● **WHAT THE TASK REQUIRES**
Without the pictures, set down the records below word for word.

###

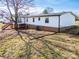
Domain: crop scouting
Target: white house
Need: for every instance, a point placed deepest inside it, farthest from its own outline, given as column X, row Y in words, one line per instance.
column 52, row 22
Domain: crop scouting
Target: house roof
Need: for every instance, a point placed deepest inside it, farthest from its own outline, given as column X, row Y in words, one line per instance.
column 44, row 15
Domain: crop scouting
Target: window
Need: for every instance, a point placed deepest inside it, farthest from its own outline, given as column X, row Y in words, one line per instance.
column 33, row 20
column 19, row 20
column 47, row 20
column 26, row 19
column 39, row 18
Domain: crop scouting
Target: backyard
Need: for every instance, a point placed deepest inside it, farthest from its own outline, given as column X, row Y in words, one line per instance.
column 32, row 44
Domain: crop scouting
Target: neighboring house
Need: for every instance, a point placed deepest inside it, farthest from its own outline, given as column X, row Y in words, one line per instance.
column 51, row 22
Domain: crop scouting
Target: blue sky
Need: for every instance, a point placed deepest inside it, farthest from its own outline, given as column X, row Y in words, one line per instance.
column 59, row 5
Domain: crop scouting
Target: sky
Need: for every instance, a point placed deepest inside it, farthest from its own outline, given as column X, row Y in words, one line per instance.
column 57, row 5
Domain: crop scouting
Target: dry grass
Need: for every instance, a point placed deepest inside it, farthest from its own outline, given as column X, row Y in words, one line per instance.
column 47, row 46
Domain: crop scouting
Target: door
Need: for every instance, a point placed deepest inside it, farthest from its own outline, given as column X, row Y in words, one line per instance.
column 37, row 28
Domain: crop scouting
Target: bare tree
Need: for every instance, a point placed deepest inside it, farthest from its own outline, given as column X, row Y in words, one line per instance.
column 16, row 6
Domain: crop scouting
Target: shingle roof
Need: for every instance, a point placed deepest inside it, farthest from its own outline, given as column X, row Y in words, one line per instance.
column 43, row 15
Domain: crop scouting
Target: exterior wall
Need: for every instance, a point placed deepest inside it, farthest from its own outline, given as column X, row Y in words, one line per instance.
column 67, row 20
column 53, row 21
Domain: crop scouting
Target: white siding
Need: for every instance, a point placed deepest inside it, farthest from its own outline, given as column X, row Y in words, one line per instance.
column 53, row 21
column 67, row 20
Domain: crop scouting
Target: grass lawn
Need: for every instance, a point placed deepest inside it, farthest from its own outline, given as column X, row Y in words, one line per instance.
column 57, row 46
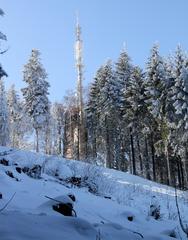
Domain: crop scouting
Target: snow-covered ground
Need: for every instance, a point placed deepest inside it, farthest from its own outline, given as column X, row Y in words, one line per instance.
column 103, row 215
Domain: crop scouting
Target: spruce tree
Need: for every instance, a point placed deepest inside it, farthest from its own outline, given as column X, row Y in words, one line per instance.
column 36, row 93
column 15, row 118
column 180, row 103
column 4, row 120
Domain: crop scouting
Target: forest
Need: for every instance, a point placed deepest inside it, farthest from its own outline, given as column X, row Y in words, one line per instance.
column 129, row 119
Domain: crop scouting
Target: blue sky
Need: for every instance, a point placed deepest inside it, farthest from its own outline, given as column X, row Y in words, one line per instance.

###

● **THE OUTPUT**
Domain: crop scouting
Target: white house
Need: for every instance, a point placed deepest inside it, farthest from its own outline, given as column X, row Y in words, one line per instance.
column 52, row 22
Domain: crop scouting
Target: house roof
Need: for every instance, a point placed deepest inside it, farthest from its own outline, given as column X, row Y in words, one line per instance.
column 44, row 15
Domain: crop scouting
Target: window
Need: for every instance, a point placed deepest inside it, farthest from its own outline, given as column X, row Y in words, one line per instance.
column 33, row 20
column 19, row 20
column 47, row 20
column 26, row 19
column 39, row 18
Domain: crop scouting
Target: backyard
Need: for every instance, a point placed deepest inside it, farthest from its own outline, given as column X, row Y in words, one line per instance.
column 32, row 44
Domain: crop scouting
Target: neighboring house
Need: for every instance, a point placed deepest inside it, farthest from its own outline, given as column X, row Y in words, one line per instance.
column 51, row 22
Domain: crop scouting
Target: blue sky
Need: for every instance, a point placed deepest inside it, farthest from its own outline, given as column X, row Y in words, one line per instance.
column 59, row 5
Domain: crop scouting
Target: sky
Need: for every instance, a point placed deepest inside it, farthest from its own outline, given as column X, row Y in words, one line per instance.
column 57, row 5
Domain: crop scouting
Target: dry grass
Need: for every instance, a point placed deepest inside it, farthest from its own outline, given as column X, row Y in words, one line per instance.
column 47, row 46
Domain: crop scouting
Target: door
Need: for every instance, a point placed deepest inside it, farthest from its own outline, given as column X, row Y in words, one line per instance.
column 37, row 28
Domain: crop scouting
Target: bare tree
Need: for every instance, a point placed deepest inside it, farthest from its own outline, given as column X, row Y in words, one line per instance.
column 16, row 6
Domain: crop scouting
Target: shingle roof
Need: for every instance, a point placed deepest inside it, farthest from its own outline, given as column X, row Y in words, one line per instance.
column 43, row 15
Domain: crop scouting
Target: exterior wall
Need: for every instance, a point placed deepest inside it, farthest from its own outline, given as column X, row Y in words, one line per instance.
column 67, row 20
column 53, row 21
Domain: crop scouting
Target: white siding
Need: for every instance, a point placed deepest inside it, farthest from its own outline, given as column X, row Y in words, one line per instance.
column 53, row 21
column 67, row 20
Domain: crop scouting
Target: grass lawn
Need: for every instance, a point placed deepest inside it, farthest from its own outline, given as column X, row Y in words, one line per instance.
column 57, row 46
Domain: crop scouting
Target: snow-covered ground
Need: for every instance, a point placed deepest inside it, farthest from its own outline, given as column X, row Y in words, one line per instance.
column 103, row 215
Domain: crop scouting
Target: spruce tree
Need: for every instance, a point placed deepest inside it, farthest from its own outline, given as column X, row Y in words, one line per instance.
column 36, row 93
column 15, row 118
column 180, row 103
column 4, row 120
Domain: crop scouting
Target: forest
Need: for every instance, a point placed deepest inside it, farthest from its own outline, given as column X, row Y in words, one line per instance.
column 129, row 119
Domain: crop scouting
Target: blue sky
Need: for every instance, a point placed deepest inside it, farthest from its own outline, given as column X, row Y in words, one line per instance.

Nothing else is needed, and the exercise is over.